Yeah, I’m back (on my blog). And yes, once more I have waited a month or so between posts. So what? I’ve been busy. And having fun. Almost forgot that I had a blog. But then I heard it whispering to me in the night. And here I am.

Rather than fiddling around with a goofy little piece, I thought I’d jump right back in and tackle a new installment in one of the more requested serieses(es). Heregoes.

Assuming that you’ve labored long and hard and have produced a manuscript, assuming that you have licked some stamps and sent it out with a shiny query letter (or have acquired an agent to do it for you), assuming that you have landed an excited editor, and assuming that excited editor has sent you a letter that doesn’t say yes, but also doesn’t say no, and assuming that they have suggestions for a major reworking of your manuscript which — if completed — may (or may not) lead to a book deal, then . . . what do you, the aspiring author, do?

But let’s back things up a bit. Before I landed with Random House, a goodly number of publishers were given the first draft of Leepike Ridge. I was hungry (literally). I was eager. I was teaching part time and doing layout (part time) and wearing sweaters and two pairs of socks inside during the winter. At that time in my life (a mere six years ago), my personal American Dream was to land a full-time teaching gig and then write at night. (That dream completely eluded me. For years. Funny right? Shouldn’t it be easier to get a teaching job than a publishing deal?) But I ramble. You get the pic. I was ready to take whatever came my way. Or so I thought.

**Extracted information:**
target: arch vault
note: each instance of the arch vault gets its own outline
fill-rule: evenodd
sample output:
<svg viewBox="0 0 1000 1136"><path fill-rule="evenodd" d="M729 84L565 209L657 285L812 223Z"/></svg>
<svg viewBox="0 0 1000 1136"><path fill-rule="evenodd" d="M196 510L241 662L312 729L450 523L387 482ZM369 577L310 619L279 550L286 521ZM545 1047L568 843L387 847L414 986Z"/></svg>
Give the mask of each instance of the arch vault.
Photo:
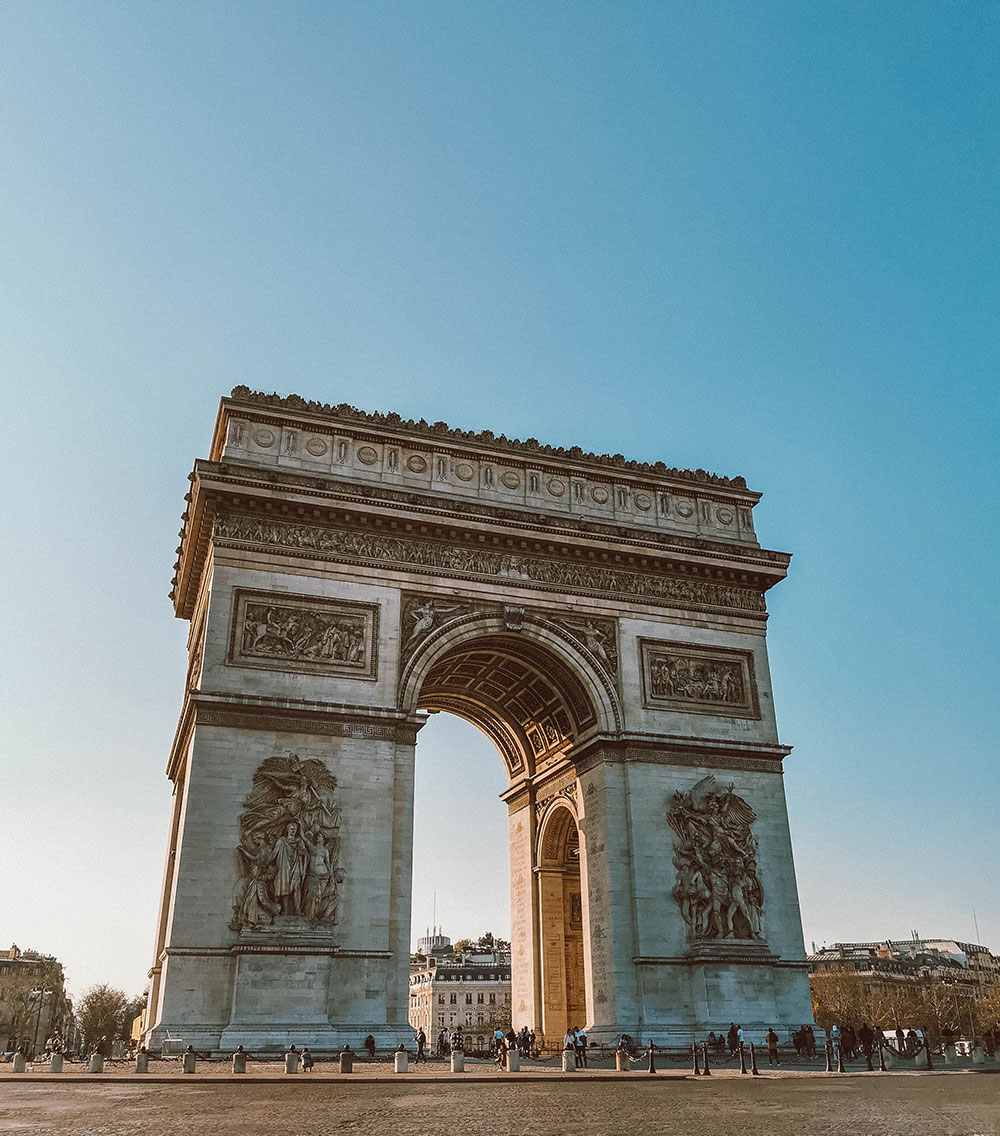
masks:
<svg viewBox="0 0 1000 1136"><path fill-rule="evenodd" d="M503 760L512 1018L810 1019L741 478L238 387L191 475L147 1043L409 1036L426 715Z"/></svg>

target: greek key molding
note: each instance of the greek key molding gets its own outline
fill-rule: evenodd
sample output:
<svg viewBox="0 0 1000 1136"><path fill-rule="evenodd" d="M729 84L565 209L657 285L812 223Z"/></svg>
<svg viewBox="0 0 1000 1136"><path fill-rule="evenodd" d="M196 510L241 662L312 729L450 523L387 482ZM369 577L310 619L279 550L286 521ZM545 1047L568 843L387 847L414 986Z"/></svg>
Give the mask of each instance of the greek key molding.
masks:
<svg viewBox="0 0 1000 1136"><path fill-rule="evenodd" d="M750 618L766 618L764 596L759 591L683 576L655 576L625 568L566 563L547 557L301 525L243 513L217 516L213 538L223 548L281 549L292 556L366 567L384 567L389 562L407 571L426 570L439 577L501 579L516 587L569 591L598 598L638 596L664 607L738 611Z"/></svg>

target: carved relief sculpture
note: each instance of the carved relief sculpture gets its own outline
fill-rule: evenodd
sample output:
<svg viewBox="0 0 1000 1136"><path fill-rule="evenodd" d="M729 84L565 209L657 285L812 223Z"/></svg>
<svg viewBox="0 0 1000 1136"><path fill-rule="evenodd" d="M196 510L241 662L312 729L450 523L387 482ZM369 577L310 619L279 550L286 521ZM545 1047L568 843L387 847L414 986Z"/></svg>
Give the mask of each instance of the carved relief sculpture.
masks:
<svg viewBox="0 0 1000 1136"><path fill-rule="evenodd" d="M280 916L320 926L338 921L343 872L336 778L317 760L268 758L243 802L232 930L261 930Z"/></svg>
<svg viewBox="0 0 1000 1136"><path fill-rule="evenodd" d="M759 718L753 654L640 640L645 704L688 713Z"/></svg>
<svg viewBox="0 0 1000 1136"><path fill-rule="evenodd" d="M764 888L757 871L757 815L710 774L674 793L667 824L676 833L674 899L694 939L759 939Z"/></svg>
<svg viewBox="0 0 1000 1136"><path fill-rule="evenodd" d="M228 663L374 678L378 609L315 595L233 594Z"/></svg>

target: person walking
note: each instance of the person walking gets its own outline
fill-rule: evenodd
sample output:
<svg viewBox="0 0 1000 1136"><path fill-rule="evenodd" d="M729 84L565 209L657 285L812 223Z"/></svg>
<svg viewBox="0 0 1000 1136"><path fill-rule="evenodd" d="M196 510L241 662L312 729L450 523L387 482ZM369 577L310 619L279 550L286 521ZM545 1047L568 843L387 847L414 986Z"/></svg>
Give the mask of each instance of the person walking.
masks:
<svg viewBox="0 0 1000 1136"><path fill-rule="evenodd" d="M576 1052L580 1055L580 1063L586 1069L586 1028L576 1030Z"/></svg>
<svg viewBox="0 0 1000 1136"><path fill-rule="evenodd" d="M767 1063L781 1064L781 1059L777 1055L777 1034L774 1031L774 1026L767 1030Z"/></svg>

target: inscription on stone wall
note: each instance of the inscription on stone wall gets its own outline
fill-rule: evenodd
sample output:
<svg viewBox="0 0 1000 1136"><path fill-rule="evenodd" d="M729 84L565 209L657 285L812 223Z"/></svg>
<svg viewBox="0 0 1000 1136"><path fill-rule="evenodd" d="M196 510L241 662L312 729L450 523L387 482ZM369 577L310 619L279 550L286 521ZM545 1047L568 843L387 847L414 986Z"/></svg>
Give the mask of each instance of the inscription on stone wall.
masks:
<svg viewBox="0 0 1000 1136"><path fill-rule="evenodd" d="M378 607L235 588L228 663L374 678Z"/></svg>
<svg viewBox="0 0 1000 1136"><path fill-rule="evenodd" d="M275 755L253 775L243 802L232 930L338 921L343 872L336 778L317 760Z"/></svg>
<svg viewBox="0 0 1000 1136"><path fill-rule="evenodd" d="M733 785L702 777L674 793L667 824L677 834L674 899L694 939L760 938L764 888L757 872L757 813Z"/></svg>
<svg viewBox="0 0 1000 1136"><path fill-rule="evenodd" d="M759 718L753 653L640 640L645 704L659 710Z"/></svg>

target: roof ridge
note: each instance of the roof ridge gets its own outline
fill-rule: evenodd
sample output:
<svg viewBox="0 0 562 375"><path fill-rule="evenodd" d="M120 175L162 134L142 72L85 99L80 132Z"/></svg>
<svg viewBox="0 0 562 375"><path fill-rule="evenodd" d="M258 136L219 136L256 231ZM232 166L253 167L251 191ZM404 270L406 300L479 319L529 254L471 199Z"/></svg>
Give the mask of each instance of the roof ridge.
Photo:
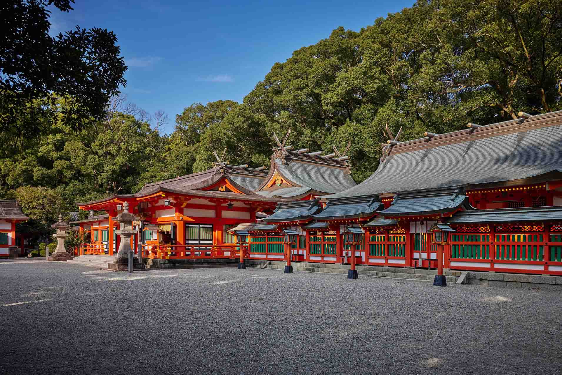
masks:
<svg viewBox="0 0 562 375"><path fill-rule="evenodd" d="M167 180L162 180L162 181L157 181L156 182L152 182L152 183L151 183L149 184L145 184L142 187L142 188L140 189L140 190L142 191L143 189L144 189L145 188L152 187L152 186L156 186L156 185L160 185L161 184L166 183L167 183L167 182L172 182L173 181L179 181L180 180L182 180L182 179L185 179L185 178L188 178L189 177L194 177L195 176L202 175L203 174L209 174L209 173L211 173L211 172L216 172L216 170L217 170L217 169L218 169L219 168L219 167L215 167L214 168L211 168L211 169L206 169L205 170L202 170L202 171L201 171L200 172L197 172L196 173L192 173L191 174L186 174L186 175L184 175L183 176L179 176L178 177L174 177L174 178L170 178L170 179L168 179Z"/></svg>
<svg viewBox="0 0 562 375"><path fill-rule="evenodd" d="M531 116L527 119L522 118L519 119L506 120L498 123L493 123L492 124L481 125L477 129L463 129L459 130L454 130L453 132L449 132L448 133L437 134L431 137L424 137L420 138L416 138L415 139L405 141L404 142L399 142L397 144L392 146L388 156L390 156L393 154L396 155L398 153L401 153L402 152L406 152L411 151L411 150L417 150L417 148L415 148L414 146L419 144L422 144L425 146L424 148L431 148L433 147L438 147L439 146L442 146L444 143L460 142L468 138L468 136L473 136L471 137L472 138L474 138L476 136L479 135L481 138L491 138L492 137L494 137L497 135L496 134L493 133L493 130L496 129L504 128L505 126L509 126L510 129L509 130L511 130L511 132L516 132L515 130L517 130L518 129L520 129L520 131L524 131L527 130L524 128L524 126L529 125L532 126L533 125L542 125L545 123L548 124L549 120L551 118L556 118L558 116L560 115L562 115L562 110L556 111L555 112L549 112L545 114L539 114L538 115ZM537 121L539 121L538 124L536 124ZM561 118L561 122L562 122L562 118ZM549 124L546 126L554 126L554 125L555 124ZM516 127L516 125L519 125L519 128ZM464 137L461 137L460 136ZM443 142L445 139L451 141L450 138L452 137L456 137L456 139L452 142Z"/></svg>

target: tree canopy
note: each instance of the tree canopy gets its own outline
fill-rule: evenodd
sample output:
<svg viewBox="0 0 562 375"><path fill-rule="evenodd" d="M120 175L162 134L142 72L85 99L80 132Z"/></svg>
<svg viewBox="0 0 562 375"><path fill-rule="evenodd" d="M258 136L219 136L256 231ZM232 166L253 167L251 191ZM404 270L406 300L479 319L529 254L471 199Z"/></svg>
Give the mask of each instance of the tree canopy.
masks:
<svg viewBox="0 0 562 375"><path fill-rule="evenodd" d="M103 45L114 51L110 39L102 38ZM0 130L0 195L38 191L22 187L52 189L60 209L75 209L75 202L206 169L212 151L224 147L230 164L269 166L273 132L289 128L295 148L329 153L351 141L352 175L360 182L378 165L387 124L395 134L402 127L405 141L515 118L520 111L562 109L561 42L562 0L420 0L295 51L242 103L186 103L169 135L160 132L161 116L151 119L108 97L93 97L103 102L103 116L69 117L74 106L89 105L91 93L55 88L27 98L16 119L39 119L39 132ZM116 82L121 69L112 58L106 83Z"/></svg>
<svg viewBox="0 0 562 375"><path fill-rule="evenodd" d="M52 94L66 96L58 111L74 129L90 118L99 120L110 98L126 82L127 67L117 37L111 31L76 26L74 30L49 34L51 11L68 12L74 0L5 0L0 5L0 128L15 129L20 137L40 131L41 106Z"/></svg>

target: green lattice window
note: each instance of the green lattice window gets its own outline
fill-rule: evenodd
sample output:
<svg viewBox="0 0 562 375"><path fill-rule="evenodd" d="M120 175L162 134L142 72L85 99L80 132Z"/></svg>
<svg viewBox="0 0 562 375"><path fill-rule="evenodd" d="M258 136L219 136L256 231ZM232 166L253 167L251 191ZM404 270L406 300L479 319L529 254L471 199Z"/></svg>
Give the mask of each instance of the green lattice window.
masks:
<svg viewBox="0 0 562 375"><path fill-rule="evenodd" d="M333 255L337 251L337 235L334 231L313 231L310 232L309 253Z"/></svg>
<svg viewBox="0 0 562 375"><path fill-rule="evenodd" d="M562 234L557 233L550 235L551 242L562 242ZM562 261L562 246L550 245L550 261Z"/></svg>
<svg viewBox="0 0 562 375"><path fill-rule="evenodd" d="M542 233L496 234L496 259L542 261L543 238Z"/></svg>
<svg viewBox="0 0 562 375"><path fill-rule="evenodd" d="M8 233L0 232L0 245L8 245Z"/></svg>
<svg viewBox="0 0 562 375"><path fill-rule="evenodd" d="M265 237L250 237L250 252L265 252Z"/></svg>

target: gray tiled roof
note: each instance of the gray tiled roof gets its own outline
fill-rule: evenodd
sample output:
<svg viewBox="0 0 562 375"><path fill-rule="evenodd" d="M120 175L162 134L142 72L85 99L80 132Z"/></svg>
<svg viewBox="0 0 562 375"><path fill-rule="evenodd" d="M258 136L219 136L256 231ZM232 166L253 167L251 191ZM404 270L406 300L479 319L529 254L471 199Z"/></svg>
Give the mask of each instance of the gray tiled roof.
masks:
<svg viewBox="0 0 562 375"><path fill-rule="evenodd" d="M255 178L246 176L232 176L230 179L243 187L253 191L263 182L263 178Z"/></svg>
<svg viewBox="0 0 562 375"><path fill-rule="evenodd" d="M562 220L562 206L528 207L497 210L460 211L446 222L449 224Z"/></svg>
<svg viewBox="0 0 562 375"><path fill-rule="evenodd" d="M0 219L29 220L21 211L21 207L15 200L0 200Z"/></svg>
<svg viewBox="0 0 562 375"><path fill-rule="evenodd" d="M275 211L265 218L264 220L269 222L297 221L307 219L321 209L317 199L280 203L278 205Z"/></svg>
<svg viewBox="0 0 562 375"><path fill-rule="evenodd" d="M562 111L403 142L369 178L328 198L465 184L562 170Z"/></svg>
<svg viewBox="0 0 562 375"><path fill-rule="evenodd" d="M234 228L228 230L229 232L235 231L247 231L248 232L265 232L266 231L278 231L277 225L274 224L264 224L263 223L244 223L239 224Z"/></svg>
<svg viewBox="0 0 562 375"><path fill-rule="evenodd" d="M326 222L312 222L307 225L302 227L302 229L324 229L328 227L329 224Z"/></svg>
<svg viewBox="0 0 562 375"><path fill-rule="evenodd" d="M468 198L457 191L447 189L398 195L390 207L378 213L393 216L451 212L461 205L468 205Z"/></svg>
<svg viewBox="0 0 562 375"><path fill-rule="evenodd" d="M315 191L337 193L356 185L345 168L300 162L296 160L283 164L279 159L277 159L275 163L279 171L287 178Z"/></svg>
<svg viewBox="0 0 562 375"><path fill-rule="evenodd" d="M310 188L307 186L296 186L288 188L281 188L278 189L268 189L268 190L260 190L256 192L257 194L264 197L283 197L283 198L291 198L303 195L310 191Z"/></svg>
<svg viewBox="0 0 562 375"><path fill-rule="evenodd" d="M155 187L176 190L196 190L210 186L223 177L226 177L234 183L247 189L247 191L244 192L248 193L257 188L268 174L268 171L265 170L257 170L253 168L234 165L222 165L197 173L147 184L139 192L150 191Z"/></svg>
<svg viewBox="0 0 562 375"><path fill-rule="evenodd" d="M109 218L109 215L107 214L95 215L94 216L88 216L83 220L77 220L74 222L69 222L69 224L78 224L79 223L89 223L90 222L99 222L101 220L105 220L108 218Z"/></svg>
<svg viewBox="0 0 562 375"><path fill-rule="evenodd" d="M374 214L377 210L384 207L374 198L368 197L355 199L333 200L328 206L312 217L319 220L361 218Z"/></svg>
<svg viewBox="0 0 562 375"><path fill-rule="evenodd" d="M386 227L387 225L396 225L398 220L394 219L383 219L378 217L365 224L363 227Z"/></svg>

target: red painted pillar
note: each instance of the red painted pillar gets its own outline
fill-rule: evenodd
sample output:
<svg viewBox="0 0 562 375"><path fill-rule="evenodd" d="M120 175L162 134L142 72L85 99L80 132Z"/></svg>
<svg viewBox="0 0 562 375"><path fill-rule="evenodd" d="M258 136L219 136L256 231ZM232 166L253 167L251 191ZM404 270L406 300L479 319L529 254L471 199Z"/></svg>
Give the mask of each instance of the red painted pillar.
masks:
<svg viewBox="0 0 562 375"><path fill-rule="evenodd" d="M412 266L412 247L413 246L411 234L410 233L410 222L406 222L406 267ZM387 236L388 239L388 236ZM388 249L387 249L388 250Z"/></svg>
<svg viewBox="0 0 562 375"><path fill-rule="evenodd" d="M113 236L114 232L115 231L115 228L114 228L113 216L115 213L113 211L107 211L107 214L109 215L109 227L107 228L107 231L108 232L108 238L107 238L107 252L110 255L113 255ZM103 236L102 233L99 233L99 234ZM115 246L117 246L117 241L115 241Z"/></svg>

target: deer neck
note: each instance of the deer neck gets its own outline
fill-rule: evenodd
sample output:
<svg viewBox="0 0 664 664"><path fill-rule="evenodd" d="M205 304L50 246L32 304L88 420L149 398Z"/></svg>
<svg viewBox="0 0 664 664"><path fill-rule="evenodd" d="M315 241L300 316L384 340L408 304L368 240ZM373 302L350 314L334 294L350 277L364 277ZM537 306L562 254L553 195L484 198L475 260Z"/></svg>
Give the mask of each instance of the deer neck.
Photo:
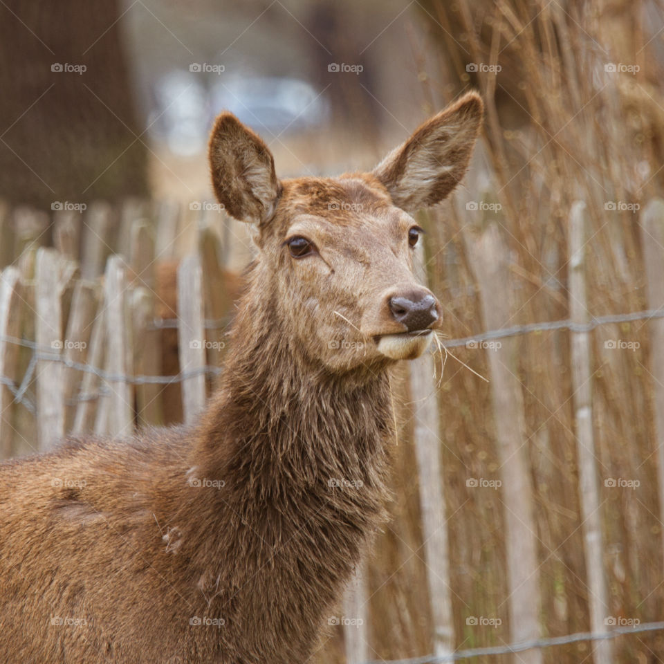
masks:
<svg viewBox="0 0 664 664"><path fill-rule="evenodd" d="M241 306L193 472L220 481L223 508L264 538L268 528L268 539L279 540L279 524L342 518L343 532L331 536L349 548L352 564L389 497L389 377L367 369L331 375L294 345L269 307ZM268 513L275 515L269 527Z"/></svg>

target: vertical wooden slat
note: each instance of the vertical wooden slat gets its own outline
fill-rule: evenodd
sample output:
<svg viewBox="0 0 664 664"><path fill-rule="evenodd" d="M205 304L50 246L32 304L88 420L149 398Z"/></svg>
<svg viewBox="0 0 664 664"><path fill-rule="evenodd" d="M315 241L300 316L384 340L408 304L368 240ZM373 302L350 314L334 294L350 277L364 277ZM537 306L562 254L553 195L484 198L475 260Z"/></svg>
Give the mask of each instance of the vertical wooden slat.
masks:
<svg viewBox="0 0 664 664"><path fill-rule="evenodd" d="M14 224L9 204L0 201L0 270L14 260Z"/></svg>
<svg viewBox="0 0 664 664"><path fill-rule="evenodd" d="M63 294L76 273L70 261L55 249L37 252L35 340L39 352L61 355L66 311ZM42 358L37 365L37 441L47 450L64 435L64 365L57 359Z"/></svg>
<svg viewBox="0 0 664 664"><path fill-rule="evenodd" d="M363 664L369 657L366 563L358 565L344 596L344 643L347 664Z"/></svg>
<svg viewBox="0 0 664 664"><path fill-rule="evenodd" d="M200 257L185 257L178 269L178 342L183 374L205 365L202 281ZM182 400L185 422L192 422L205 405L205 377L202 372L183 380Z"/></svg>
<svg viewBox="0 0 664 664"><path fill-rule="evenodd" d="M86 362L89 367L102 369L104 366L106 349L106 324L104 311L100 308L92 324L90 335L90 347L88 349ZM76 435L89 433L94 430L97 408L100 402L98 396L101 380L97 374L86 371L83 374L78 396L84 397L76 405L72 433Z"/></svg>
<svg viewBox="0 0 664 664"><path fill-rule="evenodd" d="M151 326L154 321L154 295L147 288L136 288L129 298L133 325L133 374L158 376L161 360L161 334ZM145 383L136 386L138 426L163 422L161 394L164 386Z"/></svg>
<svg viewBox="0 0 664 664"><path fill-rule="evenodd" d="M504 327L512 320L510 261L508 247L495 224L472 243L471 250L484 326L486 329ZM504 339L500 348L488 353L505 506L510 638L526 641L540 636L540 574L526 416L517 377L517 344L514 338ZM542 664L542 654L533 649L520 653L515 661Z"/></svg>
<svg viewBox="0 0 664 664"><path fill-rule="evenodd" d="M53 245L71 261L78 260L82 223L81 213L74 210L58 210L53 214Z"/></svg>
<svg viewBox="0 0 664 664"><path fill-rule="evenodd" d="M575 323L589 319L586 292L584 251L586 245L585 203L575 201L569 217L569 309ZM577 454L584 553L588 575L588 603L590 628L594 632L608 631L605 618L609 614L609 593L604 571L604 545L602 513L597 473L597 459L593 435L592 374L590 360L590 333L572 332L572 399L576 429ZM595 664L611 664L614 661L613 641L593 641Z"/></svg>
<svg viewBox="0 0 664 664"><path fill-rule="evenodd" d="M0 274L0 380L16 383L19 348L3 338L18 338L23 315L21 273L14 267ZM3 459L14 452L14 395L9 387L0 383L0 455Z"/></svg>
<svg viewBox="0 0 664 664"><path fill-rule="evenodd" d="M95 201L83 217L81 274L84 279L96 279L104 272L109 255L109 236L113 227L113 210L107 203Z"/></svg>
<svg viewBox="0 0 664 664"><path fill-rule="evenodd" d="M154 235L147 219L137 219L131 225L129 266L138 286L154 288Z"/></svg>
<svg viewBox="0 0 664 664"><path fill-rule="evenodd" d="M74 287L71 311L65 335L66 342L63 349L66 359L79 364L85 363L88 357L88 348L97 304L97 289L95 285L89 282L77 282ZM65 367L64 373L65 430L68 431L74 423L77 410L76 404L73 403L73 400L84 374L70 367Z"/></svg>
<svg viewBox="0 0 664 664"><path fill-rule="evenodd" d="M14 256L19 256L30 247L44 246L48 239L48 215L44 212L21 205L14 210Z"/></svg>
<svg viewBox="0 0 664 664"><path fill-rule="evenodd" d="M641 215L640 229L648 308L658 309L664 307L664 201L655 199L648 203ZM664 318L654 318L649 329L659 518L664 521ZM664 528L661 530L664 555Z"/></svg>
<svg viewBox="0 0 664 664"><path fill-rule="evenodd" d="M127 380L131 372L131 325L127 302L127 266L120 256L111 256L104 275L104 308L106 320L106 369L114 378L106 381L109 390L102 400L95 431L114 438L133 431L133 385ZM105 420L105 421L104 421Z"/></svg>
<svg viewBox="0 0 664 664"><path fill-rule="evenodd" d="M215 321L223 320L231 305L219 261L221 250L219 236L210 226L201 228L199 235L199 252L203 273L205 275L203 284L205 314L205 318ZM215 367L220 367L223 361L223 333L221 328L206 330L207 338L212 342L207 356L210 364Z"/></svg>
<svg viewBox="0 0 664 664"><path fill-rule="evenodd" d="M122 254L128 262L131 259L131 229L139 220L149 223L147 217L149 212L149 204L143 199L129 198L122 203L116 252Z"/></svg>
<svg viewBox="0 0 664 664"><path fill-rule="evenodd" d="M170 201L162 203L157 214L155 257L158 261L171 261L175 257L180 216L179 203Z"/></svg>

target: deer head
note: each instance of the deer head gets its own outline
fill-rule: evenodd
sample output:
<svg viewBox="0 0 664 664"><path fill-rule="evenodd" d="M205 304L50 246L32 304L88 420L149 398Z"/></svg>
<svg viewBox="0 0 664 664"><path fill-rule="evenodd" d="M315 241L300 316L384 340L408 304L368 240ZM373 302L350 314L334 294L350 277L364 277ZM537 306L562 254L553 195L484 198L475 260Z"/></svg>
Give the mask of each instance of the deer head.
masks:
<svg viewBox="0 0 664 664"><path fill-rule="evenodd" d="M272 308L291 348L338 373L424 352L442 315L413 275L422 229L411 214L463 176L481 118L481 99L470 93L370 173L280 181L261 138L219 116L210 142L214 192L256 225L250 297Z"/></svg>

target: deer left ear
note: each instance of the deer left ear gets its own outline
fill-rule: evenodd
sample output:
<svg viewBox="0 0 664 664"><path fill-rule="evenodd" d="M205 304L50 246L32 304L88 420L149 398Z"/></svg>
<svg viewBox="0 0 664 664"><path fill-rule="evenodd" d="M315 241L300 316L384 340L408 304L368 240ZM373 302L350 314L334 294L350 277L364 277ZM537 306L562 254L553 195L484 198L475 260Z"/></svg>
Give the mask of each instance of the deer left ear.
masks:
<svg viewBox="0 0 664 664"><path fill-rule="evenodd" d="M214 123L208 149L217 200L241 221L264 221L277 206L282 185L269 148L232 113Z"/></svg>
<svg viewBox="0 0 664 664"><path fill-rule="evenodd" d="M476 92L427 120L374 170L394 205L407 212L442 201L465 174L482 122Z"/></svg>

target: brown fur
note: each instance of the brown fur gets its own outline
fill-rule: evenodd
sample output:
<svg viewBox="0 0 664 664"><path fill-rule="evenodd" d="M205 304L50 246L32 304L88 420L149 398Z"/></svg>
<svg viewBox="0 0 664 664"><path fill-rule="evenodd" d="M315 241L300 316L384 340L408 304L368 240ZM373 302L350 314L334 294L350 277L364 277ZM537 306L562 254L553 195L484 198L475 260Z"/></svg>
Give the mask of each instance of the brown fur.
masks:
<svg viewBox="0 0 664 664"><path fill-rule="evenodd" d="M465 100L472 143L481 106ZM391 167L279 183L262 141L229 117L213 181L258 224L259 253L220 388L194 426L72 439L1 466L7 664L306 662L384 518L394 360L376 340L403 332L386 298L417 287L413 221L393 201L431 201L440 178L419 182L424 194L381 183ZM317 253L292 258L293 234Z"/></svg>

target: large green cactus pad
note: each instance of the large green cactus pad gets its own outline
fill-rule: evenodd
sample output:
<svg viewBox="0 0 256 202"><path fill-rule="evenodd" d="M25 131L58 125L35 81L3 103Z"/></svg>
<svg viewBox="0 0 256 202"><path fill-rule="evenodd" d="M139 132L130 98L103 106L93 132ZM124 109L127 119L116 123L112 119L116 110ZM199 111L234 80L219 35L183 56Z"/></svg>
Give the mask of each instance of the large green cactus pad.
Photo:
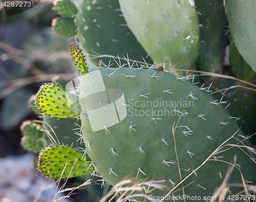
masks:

**What you need to do:**
**A)** In the blog post, what was the author's personal American Dream six years earlier?
**B)** Put the lines of the entries into a JSON list of strings, one string per line and no blank lines, beginning at the line that has "target: carved relief sculpture" and stopping after the line that has "718L753 654L640 640L645".

**Solution list:**
**A)** To land a full-time teaching gig and then write at night.

**B)**
[
  "target: carved relief sculpture",
  "note: each instance of the carved relief sculpture gets its own outline",
  "fill-rule: evenodd",
  "sample output:",
  "<svg viewBox=\"0 0 1000 1136\"><path fill-rule=\"evenodd\" d=\"M729 84L565 209L657 285L812 223Z\"/></svg>",
  "<svg viewBox=\"0 0 1000 1136\"><path fill-rule=\"evenodd\" d=\"M196 510L241 662L312 729L450 523L387 482ZM369 577L310 619L279 550L286 521ZM545 1047L568 843L387 847L414 986Z\"/></svg>",
  "Give the mask of each instance of the carved relief sculpture.",
  "masks:",
  "<svg viewBox=\"0 0 1000 1136\"><path fill-rule=\"evenodd\" d=\"M280 916L320 926L338 921L343 872L336 778L317 760L268 758L243 802L232 930L261 930Z\"/></svg>",
  "<svg viewBox=\"0 0 1000 1136\"><path fill-rule=\"evenodd\" d=\"M759 718L753 654L640 640L645 704L688 713Z\"/></svg>"
]